▶ _What is asked_:
Extend the piece on Wout van Aert's injury setbacks, continuing from its final line.

Start Provided passage

This is now the third year in a row in which an injury has bent his career arc. He crashed twice badly in 2024, spent much of 2025 rebuilding from those injuries, and now, in early 2026, he is again dealing with the fallout from another crash, this time in cyclocross. He is 31 years old, has not won a Monument in six years, and lives in the same era as a rival whose palmarès is already historic. The question is no longer whether Van Aert is great. Of course he is. The question is whether greatness, at this point, can still translate into the wins that define careers.

“Always feeling at home”

He does not frame his situation in terms of decline, and that matters. When asked to connect his own situation with Simon Yates’ retirement, he was blunt. “Yeah, I think it’s too easy to link these events to each other, I would say.” He added context that often gets lost. “You can also say I’ve been in this team for seven years now, and I’ve been a very happy person, well supported, and always feeling at home. So, yeah, I don’t feel like there’s putting more stress here or whatsoever.”
That is not the language of someone burned out or disconnected. It is also not the language of denial. Van Aert has been careful to resist big conclusions, especially when the conversation turns to motivation.
“I think it’s still just a few riders where it did happen, and there’s still also a lot of riders who are just living their dream life.” Then he made it personal. “At least from a personal side, I’m always happy as a kid when I’m back on the bike, even though it’s a hard period or something.”
Those words matter when weighing whether 2026 can still be a year of redemption. Motivation is not his issue. The body is.

A complicated injury again…

The ankle injury he suffered in cyclocross is not minor, and he has not tried to downplay it. “It’s a complicated injury. It’s a fracture and also a ripped off ligament.” He did not sugar-coat the implications either. “If I was a runner or anything else, I would be out for months.” That is a sobering admission, and it feeds directly into the uncertainty hanging over his spring. “Hopefully, as a cyclist, it will be good enough, but at this point I cannot tell you.”
This is now familiar territory for Van Aert. He has become a rider who repeatedly has to restart, recalibrate, and accept that perfect preparation is a luxury he no longer enjoys. Even his own description of the coming weeks is cautious.
“The first two weeks will be still a question mark.” When he looks toward Omloop, Strade Bianche, and Milano-Sanremo, it is with an asterisk attached. “Even now, even more with injury, will I be, like planned, in really good shape already in Omloop, or am I still a bit on the back foot?”
Wout van Aert leads Mathieu van der Poel in the snow at the 2026 Exact Cross Mol, before crashing once again
Wout van Aert leads Mathieu van der Poel in the snow at the 2026 Exact Cross Mol, before crashing once again
Feels exactly like it did this time last year doesn’t it!

End Provided passage
Start Dataset content

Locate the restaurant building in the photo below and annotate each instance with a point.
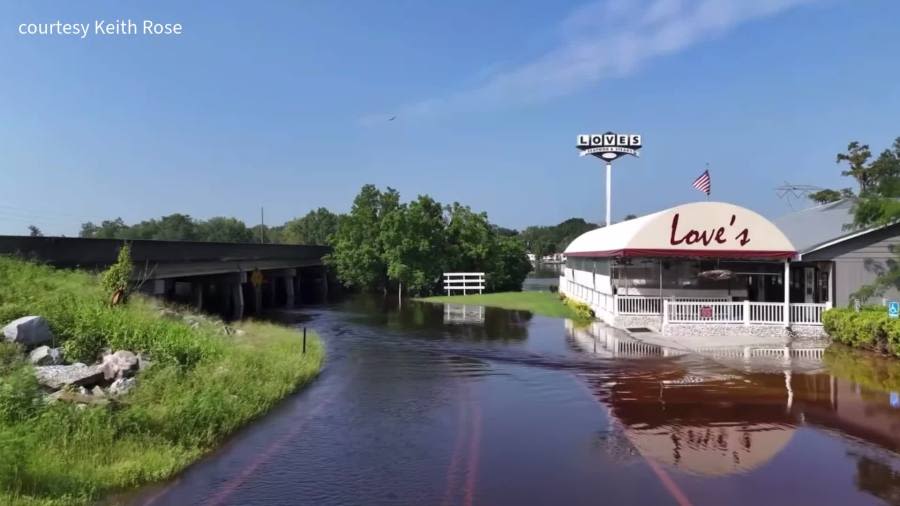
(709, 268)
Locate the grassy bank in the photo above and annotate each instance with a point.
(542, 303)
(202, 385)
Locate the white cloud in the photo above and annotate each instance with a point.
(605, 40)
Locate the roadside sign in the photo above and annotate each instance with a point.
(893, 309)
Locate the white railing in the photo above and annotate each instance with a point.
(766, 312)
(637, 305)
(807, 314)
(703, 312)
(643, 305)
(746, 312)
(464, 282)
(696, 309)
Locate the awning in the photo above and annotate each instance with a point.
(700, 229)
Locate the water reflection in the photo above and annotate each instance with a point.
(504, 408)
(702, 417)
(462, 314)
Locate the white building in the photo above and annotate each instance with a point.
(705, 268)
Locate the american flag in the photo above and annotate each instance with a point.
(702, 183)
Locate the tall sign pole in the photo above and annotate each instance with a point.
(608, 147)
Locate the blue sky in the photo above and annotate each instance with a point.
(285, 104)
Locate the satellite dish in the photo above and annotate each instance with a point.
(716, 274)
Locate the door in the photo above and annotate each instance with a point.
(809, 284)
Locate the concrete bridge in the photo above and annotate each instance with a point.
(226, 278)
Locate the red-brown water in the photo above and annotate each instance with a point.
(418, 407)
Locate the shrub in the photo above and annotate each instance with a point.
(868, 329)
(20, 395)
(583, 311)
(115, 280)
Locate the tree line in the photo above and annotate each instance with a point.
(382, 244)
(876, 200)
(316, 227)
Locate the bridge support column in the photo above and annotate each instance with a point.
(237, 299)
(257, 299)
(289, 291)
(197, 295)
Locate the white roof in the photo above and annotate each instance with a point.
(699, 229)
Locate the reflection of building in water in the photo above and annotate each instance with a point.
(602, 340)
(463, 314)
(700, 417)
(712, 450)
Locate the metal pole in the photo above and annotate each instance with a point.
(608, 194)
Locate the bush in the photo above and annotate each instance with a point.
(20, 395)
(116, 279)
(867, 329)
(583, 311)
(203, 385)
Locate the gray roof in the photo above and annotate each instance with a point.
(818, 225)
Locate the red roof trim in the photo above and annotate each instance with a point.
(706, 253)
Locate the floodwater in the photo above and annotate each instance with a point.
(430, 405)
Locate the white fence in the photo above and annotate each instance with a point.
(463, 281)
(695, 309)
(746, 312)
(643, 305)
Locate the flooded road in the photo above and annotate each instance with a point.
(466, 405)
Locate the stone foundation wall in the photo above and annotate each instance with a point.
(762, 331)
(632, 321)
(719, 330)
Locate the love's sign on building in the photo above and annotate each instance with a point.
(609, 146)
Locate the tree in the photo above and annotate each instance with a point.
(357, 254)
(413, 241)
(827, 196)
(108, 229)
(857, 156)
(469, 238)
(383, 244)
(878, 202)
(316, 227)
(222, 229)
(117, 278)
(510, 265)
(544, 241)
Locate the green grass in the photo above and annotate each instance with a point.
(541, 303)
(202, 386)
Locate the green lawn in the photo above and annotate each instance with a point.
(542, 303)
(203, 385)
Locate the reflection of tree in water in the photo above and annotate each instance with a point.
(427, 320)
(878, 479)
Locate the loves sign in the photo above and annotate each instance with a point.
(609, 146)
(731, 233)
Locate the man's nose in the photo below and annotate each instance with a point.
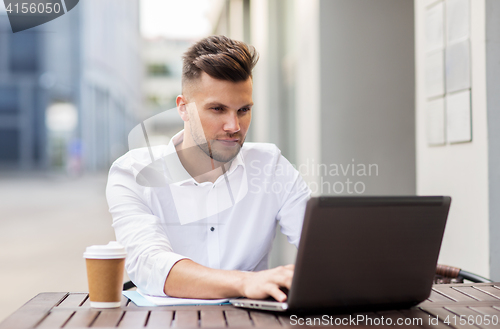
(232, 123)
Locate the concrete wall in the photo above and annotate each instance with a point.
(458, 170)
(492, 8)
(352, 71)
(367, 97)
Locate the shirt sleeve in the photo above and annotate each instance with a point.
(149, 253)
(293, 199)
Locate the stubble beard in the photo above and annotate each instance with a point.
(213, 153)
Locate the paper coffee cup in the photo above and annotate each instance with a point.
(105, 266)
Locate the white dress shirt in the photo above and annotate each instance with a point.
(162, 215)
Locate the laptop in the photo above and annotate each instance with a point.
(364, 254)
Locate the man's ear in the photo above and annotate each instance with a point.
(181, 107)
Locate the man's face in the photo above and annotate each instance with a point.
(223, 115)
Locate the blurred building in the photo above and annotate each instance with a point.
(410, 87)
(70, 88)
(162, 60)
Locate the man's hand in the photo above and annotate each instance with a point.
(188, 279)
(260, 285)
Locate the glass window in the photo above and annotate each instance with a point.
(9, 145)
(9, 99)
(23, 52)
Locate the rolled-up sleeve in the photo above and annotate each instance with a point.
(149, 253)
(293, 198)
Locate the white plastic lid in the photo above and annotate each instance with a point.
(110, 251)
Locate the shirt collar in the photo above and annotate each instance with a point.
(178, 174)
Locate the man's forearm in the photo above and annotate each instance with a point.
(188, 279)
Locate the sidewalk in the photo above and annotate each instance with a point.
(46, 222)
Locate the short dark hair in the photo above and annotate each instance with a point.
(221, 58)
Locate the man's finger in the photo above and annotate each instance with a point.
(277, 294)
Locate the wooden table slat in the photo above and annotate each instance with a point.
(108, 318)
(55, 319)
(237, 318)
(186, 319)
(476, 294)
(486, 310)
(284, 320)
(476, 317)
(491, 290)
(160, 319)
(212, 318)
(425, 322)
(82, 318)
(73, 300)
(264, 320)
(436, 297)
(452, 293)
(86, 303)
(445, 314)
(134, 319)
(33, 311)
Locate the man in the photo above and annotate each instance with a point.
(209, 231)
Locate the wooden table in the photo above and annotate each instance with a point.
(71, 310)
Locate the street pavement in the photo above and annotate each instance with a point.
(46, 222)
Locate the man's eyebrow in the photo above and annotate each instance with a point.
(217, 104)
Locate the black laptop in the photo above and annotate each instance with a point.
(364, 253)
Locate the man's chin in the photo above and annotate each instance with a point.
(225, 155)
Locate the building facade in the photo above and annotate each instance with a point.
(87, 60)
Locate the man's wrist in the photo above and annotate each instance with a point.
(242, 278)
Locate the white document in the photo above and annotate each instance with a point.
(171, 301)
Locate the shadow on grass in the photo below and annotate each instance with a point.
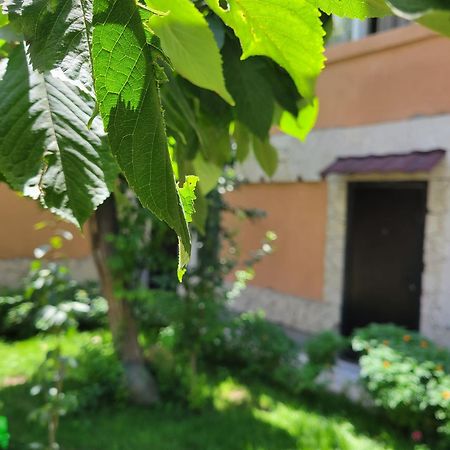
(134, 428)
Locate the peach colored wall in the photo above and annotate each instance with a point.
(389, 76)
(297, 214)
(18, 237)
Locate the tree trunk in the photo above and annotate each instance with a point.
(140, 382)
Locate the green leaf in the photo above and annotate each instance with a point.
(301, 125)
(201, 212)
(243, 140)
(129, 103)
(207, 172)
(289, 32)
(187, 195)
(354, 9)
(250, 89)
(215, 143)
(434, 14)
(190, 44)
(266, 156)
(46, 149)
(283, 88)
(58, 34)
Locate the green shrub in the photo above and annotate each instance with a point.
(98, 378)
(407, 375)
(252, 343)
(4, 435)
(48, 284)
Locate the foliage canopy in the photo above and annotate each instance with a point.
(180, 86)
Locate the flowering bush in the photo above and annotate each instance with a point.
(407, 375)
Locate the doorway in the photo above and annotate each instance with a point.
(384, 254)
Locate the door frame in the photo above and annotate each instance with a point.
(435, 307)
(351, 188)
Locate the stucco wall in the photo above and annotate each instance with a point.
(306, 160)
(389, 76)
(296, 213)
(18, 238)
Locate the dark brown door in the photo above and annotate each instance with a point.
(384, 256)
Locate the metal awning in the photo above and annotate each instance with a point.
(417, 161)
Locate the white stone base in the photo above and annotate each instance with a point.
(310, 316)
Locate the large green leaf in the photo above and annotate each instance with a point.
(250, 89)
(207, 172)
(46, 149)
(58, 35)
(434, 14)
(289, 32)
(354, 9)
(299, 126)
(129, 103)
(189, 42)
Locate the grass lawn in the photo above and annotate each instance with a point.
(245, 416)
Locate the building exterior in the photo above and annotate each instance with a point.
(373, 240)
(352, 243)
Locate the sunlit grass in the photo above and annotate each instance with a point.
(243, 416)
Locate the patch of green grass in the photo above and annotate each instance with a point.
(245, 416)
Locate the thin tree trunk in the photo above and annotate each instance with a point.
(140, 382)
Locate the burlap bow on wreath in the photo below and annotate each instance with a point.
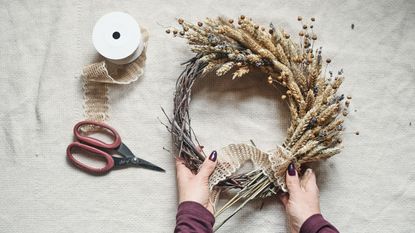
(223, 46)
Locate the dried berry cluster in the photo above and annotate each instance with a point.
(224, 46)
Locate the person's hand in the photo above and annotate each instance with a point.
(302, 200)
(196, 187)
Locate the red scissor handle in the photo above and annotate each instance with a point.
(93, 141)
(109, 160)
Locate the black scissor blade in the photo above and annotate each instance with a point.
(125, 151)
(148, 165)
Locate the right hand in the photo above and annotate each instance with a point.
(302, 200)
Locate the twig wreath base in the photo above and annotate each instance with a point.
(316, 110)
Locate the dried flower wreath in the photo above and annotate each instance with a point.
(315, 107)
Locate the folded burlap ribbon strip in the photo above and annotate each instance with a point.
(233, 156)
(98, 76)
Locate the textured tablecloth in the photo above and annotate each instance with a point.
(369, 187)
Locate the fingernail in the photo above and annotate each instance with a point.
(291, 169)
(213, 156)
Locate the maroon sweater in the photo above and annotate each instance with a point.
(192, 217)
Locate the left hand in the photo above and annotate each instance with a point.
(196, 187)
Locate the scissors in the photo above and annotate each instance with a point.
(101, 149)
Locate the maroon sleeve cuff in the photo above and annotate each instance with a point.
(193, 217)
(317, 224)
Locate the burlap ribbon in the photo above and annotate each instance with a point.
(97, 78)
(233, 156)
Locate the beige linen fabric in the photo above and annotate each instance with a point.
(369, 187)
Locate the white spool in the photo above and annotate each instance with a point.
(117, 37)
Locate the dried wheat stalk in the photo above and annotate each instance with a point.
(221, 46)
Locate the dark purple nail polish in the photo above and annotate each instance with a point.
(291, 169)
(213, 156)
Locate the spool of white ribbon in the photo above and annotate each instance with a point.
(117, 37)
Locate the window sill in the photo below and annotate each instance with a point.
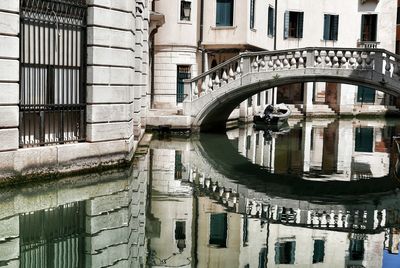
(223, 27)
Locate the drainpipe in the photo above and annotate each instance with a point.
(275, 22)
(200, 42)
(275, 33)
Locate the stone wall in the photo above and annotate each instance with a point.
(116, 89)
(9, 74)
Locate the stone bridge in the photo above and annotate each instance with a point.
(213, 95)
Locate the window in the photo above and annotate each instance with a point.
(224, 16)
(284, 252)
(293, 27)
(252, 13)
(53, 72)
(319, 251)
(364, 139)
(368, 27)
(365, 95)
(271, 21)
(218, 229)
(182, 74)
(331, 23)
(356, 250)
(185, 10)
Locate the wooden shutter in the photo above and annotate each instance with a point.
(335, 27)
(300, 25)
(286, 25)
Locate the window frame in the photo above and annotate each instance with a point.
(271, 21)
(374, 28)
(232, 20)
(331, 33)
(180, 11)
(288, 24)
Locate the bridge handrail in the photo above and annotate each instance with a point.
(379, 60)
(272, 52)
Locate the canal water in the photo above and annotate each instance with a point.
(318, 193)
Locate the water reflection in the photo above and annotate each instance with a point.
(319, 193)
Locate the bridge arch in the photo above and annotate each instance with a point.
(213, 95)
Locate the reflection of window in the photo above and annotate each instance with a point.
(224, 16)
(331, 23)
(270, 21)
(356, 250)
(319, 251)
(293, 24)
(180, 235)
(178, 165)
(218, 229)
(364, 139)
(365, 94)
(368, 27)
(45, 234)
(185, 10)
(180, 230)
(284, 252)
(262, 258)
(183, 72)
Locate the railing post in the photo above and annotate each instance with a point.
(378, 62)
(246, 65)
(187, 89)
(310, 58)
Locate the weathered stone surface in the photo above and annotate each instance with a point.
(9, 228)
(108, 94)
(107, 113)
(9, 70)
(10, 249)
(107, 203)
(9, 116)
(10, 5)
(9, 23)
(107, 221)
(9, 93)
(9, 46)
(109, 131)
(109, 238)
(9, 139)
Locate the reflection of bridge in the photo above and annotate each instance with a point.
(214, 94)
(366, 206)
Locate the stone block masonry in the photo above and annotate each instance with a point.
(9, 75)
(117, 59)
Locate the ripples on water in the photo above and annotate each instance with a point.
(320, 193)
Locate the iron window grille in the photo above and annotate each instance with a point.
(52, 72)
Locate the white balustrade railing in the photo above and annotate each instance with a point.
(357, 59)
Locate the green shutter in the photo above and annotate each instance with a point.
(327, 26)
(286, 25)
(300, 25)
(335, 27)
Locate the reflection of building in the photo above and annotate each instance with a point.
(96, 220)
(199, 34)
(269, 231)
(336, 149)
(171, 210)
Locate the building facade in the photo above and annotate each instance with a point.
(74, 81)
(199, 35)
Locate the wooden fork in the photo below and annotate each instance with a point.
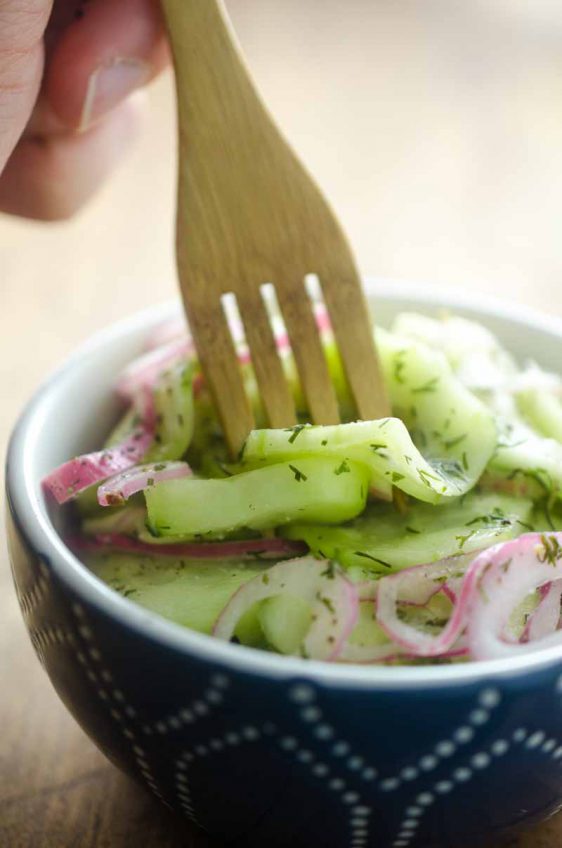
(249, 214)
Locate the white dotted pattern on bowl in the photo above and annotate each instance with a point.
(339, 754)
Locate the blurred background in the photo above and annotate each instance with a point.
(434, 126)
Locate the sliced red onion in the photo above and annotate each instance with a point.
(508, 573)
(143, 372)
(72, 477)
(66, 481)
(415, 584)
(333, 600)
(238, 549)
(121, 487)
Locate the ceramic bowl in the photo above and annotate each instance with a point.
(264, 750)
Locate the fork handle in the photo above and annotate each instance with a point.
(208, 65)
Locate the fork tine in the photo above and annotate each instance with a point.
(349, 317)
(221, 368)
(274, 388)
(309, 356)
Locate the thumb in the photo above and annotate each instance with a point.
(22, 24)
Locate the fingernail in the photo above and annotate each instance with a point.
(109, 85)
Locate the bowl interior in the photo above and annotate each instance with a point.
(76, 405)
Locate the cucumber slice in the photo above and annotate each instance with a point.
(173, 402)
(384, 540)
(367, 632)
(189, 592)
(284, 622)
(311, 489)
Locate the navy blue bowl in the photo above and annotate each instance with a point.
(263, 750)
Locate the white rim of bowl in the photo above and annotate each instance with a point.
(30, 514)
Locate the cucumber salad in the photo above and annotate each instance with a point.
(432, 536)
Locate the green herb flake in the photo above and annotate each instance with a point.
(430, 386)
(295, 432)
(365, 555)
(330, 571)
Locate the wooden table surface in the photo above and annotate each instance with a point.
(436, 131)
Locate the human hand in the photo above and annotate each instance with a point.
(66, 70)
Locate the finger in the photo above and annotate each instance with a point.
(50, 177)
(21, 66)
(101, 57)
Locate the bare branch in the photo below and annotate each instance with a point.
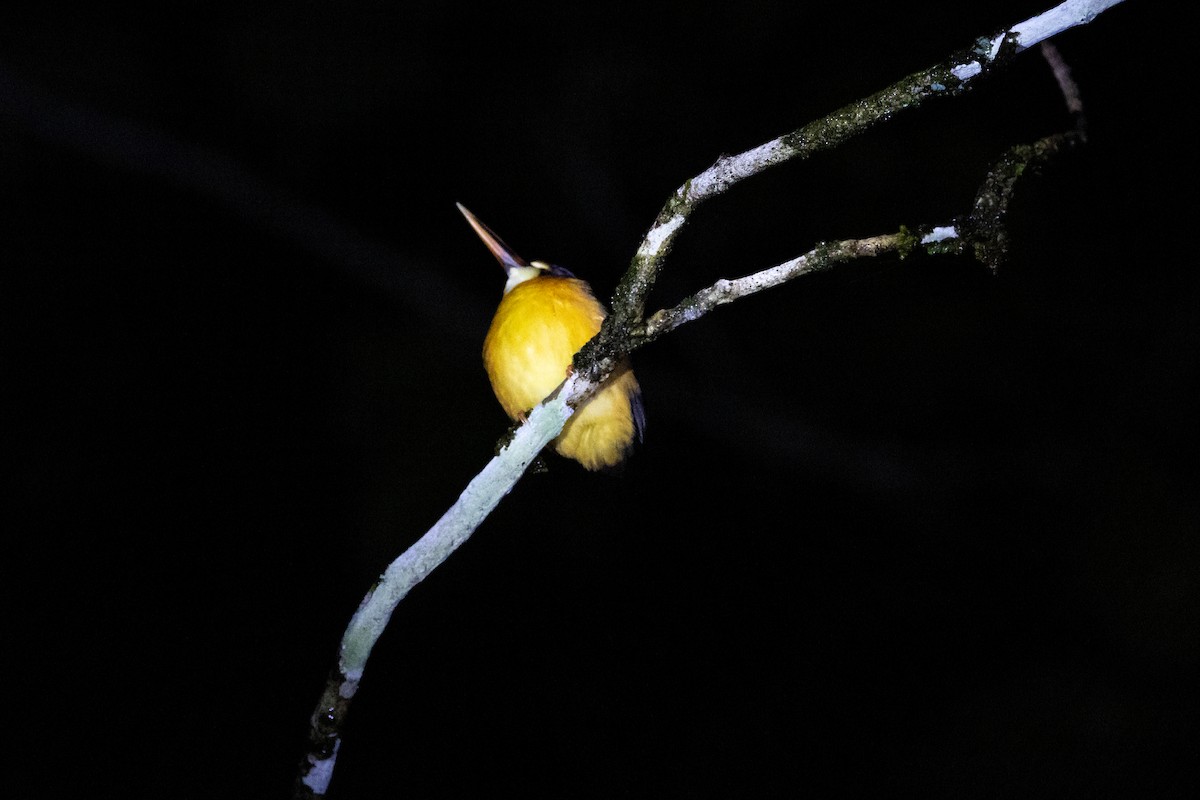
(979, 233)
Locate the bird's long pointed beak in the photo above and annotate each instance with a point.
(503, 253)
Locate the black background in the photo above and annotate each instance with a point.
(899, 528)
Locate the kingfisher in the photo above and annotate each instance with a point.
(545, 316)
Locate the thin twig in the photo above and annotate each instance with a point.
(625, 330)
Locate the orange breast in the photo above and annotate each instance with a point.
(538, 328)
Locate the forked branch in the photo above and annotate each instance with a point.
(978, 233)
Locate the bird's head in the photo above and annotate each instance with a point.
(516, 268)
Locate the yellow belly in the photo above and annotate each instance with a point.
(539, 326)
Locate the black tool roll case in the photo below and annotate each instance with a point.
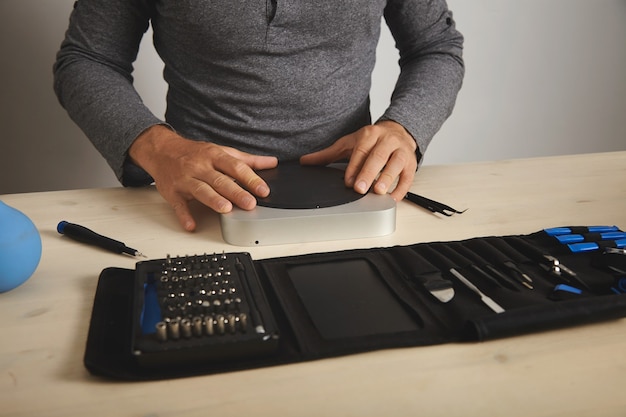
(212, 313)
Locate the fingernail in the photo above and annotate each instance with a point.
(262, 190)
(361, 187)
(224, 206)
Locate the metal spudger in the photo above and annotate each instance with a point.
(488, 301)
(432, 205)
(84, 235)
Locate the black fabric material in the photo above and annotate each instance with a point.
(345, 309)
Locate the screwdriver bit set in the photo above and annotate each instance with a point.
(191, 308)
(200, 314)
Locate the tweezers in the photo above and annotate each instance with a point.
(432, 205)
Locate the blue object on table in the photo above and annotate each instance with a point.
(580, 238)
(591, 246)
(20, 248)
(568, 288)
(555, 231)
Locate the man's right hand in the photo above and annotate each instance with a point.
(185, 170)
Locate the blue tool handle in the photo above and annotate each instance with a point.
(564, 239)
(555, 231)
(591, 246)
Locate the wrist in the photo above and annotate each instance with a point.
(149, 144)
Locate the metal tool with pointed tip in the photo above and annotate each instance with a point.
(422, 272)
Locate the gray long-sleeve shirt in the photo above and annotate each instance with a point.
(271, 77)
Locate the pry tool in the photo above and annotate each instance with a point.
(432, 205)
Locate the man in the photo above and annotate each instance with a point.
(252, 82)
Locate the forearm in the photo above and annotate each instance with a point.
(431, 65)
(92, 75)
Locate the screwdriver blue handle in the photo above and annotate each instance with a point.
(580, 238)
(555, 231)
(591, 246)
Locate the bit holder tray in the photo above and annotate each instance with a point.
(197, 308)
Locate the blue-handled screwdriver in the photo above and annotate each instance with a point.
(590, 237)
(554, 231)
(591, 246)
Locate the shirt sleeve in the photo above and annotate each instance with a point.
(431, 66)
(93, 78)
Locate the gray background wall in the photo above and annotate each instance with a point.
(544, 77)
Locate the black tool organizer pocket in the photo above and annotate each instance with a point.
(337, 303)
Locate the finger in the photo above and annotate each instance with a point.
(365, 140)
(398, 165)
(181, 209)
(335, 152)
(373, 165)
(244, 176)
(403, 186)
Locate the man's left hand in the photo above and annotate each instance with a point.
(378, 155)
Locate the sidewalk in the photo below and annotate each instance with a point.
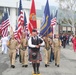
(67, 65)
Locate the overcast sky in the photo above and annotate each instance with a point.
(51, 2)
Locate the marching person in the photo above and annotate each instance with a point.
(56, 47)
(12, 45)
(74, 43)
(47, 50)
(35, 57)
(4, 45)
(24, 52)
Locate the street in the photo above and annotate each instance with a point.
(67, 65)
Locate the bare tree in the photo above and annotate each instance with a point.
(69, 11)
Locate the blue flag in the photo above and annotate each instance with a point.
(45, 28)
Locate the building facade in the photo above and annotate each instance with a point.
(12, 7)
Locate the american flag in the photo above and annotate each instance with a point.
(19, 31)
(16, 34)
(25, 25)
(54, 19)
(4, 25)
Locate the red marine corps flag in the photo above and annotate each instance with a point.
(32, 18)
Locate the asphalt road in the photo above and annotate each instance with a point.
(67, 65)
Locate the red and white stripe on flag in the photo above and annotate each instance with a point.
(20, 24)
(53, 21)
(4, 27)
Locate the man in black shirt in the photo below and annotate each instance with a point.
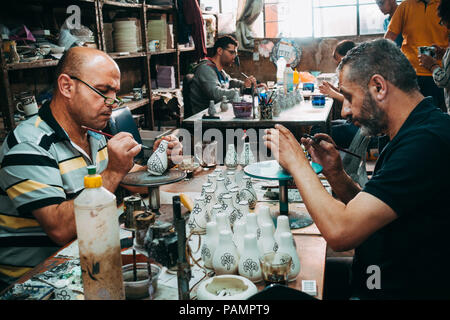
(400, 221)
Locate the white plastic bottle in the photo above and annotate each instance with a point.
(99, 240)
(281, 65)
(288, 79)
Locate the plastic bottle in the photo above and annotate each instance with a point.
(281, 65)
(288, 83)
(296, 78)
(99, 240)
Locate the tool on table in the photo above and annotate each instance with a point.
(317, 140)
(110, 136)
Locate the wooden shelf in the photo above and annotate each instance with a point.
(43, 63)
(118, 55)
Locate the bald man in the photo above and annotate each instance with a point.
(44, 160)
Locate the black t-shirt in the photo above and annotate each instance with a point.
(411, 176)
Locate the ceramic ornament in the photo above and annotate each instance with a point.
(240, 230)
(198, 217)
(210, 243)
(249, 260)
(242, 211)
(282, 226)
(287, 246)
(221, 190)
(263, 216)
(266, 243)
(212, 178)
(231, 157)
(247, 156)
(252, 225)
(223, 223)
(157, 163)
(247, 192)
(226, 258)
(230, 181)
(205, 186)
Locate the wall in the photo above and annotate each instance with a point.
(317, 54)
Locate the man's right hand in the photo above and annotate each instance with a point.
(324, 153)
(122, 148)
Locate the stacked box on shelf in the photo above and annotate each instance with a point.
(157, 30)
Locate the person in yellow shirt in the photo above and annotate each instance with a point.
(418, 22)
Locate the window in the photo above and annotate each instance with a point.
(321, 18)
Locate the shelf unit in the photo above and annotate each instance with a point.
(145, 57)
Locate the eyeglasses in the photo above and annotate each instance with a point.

End Dataset content

▶ _Answer for the task_:
And yet, there is evidence that the ceiling is still there. In 2025, at the Giro d’Italia, he won an epic stage that reminded everyone how few riders can do what he does when chaos and endurance collide. Later that year, on stage 21 of the Tour de France, he dropped Tadej Pogacar on the final stage and won in Paris.
Those are not the results of a rider fading into irrelevance. Van Aert himself leans on moments like that. “These big moments… they really help me to believe even if not everything is going well.” He did not hesitate to say it plainly. “For example, now I’m still one of the best bike riders in the world, and there will follow moments where I can show it off.”
Belief, however, does not win Monuments on its own. The classics landscape is brutal, and the competition is unforgiving. When asked to name his main rivals, Van Aert did not flinch. “Yeah, Pogacar, Van der Poel and Pedersen probably, yeah.” The subtext is obvious. Mathieu van der Poel looms over every discussion about Van Aert’s legacy.
Van der Poel is on the verge of a record-equalling eighth cyclocross world title and already owns eight Monuments as well as a rainbow jersey on the road too. The contrast is bleak for the Belgian, and has been for some time. Van Aert is often defined by what he has not won rather than what he has. Even he acknowledges the imbalance. “It’s still there, but of course Mathieu’s palmares is a bit bigger than mine.”
Van Aert does of course have a far lager palmares than Van der Poel in grand tours, but for the duo from Belgium and the Netherlands, it is the spring that really counts.
That rivalry, though, has always been more complex than a simple scoreboard. “The rivalry has always been bigger for you guys… than for us.” On the road, Van Aert is right: races rarely come down to just two riders. But when history is written, numbers matter, and right now the numbers favour Van der Poel heavily.
The emotional weight of near-misses still lingers. Asked about Paris-Roubaix and the puncture on Carrefour de l’Arbre in 2023, when his nemesis Van der Poel won for the first time, Van Aert did not hide from it. “Yeah, it was a big disappointment.” Then, characteristically, he refused to dramatise it. “I’m not really busy with lining up or making a list of what’s the biggest disappointment.” The final sentence cut through the composure. “But that was definitely a shit moment, yeah.”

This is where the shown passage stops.